▸ SUPPLIED PASSAGE:
____________________

As a practising advocate who reads actual court orders and submissions every week, Jyoti Saxena’s consistent feedback on handwriting in RJS preparation is this: legibility matters more than neatness. An examiner reading dozens of answer booklets in a sitting responds differently to clean paragraph separation, clear section headings, and a readable hand — not because they are subjectively judging presentation, but because a well-structured answer is easier to evaluate step by step. Leave a line between each FIRAC section. Underline issue headings. Number your issues. These small practices make the step structure visible and scoreable.

RJS Mains Language Paper — Word Limit, Format and Qualifying Threshold

The RJS Mains Language Papers — Hindi Essay (Paper III, 50 marks, 2 hours) and English Essay (Paper IV, 50 marks, 2 hours) — have a separate answer format from the law papers. They also have their own qualifying threshold: minimum 35% in each language paper independently, which means at least 17.5 out of 50.

A Hindi or English essay in the RJS mains should be approximately 800 to 1000 words for a 50-mark paper in 2 hours. The format is: introduction (one paragraph setting up the theme), body (three to four substantive sections covering different aspects of the topic), and conclusion (one paragraph with a forward-looking or principled close). Legal topics require you to integrate relevant constitutional provisions, landmark judgments, and current developments — not just write a general essay.

____________________

▸ STORED ROWS:
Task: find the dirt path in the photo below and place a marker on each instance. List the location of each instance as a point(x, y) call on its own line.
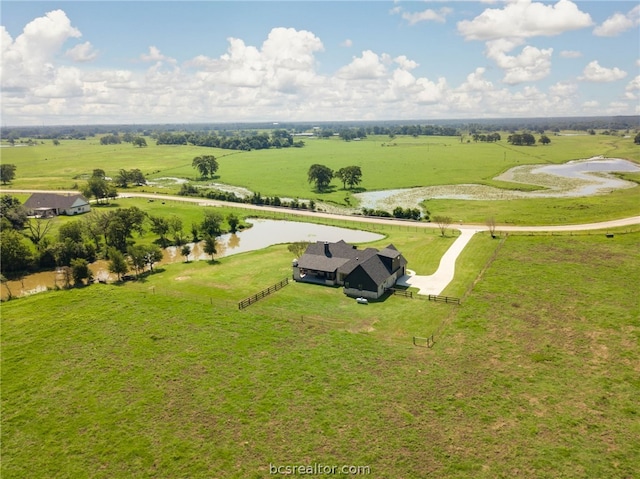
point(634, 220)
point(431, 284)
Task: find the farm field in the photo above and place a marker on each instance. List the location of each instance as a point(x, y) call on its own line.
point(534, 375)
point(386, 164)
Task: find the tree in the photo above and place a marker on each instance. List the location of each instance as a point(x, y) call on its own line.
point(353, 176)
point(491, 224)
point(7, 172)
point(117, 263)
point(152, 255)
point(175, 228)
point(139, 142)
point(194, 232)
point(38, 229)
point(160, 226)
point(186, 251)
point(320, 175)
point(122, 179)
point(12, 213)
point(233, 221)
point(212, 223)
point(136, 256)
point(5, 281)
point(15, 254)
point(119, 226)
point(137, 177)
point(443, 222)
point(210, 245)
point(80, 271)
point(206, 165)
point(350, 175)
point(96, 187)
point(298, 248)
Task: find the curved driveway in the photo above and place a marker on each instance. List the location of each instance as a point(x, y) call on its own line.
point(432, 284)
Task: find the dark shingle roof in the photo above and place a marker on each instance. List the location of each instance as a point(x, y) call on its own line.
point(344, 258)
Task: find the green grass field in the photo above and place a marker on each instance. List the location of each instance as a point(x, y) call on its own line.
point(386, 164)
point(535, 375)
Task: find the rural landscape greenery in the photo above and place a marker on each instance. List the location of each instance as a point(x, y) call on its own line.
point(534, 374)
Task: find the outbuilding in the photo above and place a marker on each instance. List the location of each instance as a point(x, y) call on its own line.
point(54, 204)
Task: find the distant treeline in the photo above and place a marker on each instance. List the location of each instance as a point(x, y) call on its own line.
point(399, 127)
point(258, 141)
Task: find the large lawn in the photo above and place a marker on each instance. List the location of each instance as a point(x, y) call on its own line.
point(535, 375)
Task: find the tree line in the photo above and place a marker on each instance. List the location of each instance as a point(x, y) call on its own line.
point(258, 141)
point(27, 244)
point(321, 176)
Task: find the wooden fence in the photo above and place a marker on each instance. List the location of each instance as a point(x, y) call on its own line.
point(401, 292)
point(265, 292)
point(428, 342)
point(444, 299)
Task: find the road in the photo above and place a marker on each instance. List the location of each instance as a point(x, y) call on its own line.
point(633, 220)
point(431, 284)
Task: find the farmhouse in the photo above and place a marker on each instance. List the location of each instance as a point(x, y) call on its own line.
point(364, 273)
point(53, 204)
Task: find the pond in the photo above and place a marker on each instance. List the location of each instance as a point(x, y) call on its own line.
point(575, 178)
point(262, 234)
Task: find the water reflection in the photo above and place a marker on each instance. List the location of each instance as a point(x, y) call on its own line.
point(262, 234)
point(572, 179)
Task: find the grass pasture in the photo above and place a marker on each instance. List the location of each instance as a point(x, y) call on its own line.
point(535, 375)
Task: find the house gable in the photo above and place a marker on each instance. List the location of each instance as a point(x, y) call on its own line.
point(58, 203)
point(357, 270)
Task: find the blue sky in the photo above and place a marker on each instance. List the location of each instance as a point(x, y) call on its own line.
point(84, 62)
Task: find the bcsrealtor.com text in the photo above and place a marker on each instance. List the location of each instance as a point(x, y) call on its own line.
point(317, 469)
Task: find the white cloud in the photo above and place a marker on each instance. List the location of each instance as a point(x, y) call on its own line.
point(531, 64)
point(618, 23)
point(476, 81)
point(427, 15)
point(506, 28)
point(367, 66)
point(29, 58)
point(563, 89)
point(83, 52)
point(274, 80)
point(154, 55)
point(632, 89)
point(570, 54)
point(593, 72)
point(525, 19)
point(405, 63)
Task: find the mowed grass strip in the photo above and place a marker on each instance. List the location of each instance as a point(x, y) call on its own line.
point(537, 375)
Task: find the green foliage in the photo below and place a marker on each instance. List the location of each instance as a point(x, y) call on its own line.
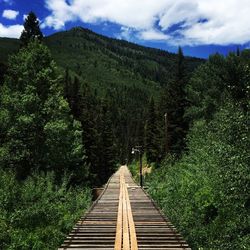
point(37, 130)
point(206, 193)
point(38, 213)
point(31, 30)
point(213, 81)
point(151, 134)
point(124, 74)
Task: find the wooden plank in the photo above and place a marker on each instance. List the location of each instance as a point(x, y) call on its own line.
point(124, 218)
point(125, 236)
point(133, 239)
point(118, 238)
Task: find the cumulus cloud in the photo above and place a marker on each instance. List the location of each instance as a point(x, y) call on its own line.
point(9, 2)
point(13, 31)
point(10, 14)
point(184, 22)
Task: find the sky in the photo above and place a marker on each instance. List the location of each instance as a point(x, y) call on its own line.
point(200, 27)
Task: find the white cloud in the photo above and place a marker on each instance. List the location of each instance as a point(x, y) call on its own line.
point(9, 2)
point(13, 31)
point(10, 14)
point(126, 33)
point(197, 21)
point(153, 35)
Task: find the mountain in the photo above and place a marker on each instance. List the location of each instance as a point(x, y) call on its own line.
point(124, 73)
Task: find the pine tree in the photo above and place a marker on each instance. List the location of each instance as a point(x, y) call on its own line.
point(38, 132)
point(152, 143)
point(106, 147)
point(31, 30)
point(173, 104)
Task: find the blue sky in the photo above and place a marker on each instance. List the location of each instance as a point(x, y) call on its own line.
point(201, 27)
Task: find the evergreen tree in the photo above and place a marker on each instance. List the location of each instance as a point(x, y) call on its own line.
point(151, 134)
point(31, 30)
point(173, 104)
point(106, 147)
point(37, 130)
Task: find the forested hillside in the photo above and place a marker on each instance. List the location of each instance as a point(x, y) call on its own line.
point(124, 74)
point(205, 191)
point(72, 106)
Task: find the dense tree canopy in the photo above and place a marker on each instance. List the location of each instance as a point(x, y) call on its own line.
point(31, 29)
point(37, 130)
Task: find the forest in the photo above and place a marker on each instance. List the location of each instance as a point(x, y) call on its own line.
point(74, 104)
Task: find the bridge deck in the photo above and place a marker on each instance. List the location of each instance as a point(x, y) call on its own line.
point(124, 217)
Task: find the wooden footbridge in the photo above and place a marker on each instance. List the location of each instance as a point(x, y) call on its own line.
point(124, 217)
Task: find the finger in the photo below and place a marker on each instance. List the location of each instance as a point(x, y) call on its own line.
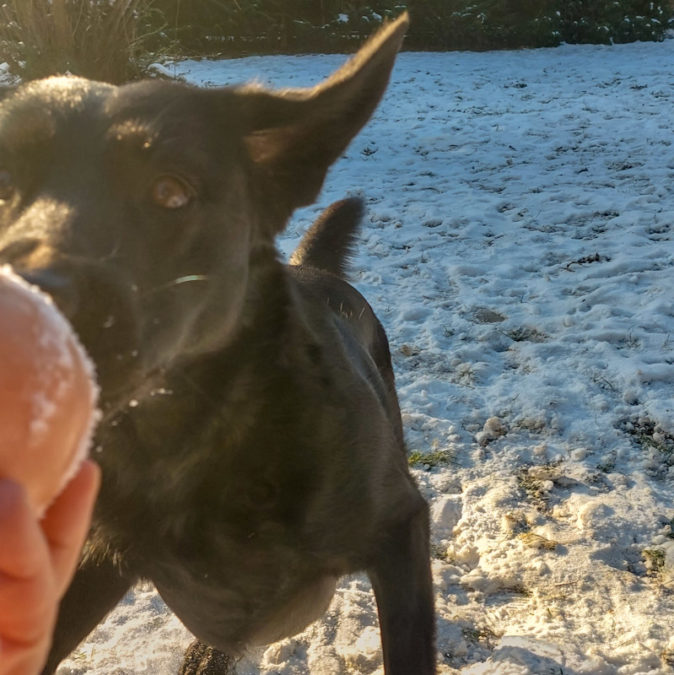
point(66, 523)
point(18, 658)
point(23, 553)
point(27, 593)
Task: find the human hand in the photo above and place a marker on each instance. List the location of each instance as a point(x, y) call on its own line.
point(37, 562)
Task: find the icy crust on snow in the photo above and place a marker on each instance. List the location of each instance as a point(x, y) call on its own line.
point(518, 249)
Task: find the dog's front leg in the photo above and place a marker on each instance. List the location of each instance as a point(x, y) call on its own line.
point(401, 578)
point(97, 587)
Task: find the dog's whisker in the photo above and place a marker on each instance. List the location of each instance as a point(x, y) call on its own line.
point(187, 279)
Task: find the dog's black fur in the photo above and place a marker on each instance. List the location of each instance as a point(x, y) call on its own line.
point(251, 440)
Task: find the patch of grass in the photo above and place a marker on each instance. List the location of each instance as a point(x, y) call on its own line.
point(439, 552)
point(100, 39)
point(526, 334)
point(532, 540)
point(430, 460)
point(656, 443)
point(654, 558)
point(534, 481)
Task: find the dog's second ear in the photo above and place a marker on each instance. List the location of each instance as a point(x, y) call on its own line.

____________________

▸ TASKS TO PERFORM:
(a) According to the passage on RJS exam preparation, what is the minimum score out of 50 needed to qualify in each language paper?
(b) Continue the passage on RJS exam preparation from its last sentence.

▸ TASK RESPONSES:
(a) At least 17.5 out of 50, which is 35%.

(b)
The language paper is where most RJS mains failures happen — not the law papers. A candidate who scores 72 in Law Paper I and 68 in Law Paper II but 16 in Hindi Essay (below the 17.5 minimum) is eliminated from the selection process regardless of their total. The language paper minimum qualifying mark applies independently.

How to Practice RJS Mains Answer Writing Effectively

Reading about the RJS mains answer writing format produces awareness. Writing within it produces the skill. The distinction matters because the RJS mains is a timed, handwritten examination — the format must be instinct by exam day, not something you recall from notes.

  • Start writing from Month 2 of preparation — not after the full syllabus is complete. Two answers per week from Month 2, increasing to daily writing in Months 10-12.
  • Write every answer under timed conditions. A 15-mark answer gets exactly 27 minutes. A 20-mark answer gets exactly 36 minutes. Writing without a timer produces no exam-condition skill.
  • Get every answer checked with written feedback — not just a score. Specific written comments on issue framing, section accuracy, operative part completeness, and evidence format are what drive improvement. A score tells you where you are; written feedback tells you what to fix.
  • Build your BNS-to-IPC and BNSS-to-CrPC comparison chart and keep it as your primary criminal law revision tool. Every criminal answer in RJS mains 2026 must use the new section numbers.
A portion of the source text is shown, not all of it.